#### Required work:
Go through the material and copy each line in which the word "point" shows up.

----- Source material -----

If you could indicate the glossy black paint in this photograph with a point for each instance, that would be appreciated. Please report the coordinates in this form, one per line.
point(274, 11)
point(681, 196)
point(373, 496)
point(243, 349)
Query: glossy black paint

-----

#### Written answer:
If you could indicate the glossy black paint in this photograph with a point for each instance, that would be appreciated. Please report the coordinates in this form, one per line.
point(274, 11)
point(681, 196)
point(373, 496)
point(243, 349)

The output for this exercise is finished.